◆ **Prompt**:
Up to and including the line with "Put a dot on each instance of the freckled", restate the material below word for word, beginning with its first line.

[Start of section]

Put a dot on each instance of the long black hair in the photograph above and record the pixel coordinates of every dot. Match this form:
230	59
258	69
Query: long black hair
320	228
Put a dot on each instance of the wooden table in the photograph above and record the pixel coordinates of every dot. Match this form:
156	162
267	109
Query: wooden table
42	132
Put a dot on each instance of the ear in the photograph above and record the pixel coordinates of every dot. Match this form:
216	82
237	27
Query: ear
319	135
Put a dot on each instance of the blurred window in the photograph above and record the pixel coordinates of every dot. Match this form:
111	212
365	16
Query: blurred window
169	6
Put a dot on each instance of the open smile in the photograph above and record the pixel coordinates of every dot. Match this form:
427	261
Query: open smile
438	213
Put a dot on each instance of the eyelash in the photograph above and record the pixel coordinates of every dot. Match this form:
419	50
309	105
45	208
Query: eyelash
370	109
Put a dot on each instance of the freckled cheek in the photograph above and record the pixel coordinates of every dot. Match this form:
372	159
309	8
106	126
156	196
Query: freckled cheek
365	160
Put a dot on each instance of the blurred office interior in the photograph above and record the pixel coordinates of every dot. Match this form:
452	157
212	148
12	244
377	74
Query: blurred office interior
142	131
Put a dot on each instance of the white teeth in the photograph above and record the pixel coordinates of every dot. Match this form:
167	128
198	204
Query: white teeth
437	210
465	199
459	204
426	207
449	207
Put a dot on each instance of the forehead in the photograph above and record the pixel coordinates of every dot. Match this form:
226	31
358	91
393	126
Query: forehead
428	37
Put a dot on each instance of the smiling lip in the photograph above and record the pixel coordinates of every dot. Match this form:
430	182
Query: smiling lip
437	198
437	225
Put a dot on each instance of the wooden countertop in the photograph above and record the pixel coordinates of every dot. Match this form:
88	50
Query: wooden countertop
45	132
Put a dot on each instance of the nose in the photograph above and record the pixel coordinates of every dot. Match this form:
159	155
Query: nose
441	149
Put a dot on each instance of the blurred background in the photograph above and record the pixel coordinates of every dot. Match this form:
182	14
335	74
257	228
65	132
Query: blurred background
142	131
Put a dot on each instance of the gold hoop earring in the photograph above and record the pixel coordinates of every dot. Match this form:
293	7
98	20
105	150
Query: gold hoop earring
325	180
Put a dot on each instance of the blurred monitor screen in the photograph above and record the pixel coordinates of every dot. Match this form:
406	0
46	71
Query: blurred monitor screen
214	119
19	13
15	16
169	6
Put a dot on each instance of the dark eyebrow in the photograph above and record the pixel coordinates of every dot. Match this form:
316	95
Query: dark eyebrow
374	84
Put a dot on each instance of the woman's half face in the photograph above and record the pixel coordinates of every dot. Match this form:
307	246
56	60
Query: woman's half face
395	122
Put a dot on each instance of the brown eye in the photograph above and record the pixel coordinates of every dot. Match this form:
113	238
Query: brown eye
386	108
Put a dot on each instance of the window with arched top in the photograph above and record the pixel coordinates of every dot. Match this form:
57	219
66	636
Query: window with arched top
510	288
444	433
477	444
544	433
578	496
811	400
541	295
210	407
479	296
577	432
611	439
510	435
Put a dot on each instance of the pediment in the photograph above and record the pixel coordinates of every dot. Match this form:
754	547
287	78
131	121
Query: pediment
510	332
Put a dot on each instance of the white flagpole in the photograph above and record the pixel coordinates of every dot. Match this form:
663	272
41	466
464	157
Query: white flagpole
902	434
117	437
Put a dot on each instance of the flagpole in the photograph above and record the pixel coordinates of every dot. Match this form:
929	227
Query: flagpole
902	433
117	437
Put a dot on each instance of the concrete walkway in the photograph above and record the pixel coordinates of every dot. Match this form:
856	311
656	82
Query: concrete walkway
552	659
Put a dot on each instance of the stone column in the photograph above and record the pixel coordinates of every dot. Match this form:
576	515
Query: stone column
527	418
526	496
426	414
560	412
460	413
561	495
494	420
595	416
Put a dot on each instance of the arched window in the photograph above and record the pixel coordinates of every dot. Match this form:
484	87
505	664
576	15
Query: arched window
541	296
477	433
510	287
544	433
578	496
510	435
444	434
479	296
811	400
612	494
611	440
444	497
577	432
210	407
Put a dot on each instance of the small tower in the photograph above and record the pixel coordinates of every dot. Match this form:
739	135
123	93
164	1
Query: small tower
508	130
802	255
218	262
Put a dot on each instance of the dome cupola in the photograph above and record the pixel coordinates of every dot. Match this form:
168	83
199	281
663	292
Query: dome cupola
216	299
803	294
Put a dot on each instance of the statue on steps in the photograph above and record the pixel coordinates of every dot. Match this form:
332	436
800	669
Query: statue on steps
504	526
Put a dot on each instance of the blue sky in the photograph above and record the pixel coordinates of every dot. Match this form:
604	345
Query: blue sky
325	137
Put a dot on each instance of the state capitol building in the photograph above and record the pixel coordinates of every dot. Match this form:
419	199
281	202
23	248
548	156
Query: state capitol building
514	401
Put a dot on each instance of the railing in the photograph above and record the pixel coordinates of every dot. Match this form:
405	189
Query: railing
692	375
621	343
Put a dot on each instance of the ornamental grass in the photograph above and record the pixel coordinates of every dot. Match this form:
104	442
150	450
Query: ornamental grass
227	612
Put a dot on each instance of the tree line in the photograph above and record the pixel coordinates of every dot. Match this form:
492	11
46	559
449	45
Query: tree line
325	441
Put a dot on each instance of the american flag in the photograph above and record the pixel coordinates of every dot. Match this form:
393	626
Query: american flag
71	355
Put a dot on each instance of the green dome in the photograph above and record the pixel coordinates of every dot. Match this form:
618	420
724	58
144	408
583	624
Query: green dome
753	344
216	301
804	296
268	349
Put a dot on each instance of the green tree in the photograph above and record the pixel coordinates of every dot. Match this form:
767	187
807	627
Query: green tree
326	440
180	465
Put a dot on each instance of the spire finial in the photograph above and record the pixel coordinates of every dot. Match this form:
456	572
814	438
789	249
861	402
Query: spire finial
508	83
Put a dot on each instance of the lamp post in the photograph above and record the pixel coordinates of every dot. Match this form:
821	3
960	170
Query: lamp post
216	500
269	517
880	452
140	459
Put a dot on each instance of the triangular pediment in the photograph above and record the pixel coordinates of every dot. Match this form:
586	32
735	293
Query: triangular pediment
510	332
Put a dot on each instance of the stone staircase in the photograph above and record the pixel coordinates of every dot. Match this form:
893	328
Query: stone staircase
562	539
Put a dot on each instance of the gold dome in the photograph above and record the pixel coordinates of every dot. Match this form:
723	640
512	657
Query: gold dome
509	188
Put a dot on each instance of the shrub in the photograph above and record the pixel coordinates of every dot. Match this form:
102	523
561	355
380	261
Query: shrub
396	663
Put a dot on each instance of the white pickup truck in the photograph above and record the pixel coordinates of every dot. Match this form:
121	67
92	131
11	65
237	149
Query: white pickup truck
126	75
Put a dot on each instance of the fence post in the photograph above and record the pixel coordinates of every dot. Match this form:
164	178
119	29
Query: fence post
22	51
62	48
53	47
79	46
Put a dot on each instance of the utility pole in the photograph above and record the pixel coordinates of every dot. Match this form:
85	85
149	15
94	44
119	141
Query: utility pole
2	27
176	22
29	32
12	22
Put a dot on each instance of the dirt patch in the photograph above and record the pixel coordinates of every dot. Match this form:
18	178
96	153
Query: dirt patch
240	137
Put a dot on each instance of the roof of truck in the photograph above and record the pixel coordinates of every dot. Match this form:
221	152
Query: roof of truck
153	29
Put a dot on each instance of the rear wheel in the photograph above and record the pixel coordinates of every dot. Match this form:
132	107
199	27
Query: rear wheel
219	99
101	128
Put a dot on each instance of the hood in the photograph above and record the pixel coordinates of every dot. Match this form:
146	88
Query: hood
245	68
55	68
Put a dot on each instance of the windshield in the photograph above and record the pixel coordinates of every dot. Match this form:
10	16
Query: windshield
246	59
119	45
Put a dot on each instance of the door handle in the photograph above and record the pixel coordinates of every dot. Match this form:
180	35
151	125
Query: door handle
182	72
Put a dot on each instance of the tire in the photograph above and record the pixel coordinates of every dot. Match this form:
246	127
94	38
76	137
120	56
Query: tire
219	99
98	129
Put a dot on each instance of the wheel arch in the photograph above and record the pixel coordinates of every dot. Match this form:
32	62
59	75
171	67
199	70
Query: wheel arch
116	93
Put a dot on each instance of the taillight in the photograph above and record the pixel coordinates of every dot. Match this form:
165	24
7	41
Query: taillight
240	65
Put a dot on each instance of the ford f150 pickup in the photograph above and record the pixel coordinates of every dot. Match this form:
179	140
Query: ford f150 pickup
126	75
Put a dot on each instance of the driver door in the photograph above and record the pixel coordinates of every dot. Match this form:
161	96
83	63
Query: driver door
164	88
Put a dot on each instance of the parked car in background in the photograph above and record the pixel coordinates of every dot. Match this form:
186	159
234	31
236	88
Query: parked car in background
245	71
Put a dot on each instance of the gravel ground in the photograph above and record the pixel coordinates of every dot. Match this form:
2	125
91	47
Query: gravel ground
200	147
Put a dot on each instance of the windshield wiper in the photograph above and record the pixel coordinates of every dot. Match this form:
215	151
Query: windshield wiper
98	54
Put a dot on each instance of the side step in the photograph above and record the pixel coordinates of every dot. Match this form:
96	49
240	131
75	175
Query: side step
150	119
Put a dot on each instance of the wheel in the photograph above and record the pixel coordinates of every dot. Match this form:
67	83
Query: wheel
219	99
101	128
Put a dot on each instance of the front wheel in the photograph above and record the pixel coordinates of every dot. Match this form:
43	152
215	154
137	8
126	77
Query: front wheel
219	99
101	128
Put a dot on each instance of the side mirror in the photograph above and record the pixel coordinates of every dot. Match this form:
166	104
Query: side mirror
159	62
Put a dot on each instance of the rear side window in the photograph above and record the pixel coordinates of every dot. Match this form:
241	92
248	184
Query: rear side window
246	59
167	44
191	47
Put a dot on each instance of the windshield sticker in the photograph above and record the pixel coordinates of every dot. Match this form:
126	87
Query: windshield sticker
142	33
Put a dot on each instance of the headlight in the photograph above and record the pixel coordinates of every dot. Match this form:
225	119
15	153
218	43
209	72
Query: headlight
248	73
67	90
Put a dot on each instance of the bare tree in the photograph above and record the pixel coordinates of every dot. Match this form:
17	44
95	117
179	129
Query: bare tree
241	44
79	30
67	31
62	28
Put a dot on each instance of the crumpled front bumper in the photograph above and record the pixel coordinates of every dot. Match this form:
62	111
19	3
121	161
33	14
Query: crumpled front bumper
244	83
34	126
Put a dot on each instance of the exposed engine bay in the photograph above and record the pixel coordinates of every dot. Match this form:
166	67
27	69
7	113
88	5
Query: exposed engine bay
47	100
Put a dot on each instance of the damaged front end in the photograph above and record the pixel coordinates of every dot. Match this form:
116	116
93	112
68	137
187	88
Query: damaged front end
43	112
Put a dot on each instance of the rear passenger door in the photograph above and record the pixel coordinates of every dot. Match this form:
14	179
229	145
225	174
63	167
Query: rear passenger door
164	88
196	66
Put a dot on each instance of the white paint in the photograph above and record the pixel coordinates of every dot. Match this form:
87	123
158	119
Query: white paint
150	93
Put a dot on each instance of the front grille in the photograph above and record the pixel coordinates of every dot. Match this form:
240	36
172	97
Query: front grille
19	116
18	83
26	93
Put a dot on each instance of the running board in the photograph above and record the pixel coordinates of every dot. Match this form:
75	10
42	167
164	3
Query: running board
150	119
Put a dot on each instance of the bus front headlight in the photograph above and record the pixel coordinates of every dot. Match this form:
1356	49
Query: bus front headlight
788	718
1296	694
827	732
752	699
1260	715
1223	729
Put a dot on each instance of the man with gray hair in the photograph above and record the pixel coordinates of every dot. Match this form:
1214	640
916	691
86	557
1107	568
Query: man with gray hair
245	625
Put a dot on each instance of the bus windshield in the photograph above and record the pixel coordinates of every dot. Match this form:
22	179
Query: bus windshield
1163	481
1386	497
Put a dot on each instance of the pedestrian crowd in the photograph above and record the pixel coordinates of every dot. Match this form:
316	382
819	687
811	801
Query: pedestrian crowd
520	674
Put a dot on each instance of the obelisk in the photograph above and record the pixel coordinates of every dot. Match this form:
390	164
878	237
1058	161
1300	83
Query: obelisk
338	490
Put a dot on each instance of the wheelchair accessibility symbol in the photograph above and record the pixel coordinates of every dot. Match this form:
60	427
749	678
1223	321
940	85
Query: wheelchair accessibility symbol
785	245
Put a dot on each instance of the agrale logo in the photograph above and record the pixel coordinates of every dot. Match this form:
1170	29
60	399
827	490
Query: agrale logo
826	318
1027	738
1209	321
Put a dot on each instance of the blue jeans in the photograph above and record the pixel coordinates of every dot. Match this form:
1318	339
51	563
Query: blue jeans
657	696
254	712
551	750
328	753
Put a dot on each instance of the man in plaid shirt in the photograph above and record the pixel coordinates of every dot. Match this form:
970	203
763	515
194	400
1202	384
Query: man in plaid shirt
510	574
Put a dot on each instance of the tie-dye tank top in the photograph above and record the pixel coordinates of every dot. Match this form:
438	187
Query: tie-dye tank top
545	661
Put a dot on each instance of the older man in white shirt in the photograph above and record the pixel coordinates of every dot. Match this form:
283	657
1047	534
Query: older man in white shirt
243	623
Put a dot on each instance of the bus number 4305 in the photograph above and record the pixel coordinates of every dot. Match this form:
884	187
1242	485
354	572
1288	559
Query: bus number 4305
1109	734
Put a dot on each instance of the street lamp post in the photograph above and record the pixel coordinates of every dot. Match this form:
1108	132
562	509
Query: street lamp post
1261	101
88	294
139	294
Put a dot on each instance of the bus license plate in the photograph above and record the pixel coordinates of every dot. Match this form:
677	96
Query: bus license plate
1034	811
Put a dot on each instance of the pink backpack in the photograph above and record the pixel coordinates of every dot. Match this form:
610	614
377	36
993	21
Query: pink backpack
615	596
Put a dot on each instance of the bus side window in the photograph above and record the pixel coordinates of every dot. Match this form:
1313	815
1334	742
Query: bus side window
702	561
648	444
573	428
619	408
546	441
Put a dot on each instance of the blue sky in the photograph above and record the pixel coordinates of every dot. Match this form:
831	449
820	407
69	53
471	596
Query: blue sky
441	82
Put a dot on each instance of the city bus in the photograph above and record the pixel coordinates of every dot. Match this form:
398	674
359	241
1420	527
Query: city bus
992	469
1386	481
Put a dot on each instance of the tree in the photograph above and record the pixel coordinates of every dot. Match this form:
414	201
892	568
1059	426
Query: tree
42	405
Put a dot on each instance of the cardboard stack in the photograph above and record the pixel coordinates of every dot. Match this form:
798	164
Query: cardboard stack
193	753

[End of section]

◆ **Answer for the task**:
Put a dot on each instance of the long black hair in the photograph above and record the pixel coordinates of every dot. Match this form:
230	59
258	69
Query: long black hair
320	228
Put a dot on each instance of the wooden table in the photograph above and record the pixel coordinates of every dot. Match this form:
156	162
267	109
Query: wooden table
42	132
Put a dot on each instance of the ear in the photograph above and record the pixel coordinates of every dot. Match this form:
216	82
237	27
Query: ear
319	135
Put a dot on each instance of the blurred window in the photograph above and record the pixel coordinates of every dot. Match this form:
111	212
365	16
Query: blurred window
169	6
Put a dot on each instance of the open smile in the photograph above and record the pixel coordinates of every dot. Match this form:
427	261
Query: open smile
438	213
Put a dot on each instance of the eyelash in the photograph above and record the pixel coordinates of every dot. Match this form:
419	50
309	105
45	208
Query: eyelash
370	109
Put a dot on each instance of the freckled cheek in the photograph above and record the pixel coordinates of every dot. Match this form:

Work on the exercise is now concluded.